* _WHAT THE EXERCISE ASKS_: Print the records word for word, beginning with the line that contains "Place one point on every instance of the man" and continuing through the line that contains "[(183, 176)]", and print nothing else.
# EXTRACTED MATERIAL start
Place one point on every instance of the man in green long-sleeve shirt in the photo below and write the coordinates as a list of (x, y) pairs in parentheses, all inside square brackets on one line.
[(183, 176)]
# EXTRACTED MATERIAL end
# EXTRACTED MATERIAL start
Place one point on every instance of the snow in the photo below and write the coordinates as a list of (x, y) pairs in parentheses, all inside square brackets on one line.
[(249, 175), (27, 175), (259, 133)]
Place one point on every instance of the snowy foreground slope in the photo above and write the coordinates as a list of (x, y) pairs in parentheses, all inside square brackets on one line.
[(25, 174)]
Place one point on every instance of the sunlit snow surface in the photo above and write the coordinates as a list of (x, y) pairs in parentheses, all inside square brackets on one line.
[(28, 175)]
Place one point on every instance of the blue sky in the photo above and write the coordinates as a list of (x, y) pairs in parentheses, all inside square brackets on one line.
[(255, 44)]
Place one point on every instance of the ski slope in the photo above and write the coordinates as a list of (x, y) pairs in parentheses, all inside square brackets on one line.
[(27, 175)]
# EXTRACTED MATERIAL end
* _SOLUTION FOR THIS EXERCISE_:
Place one point on every instance of the man in green long-sleeve shirt in the photo below and write the coordinates as a list of (x, y) pairs in parentheses, all inside square brackets on one line.
[(183, 176)]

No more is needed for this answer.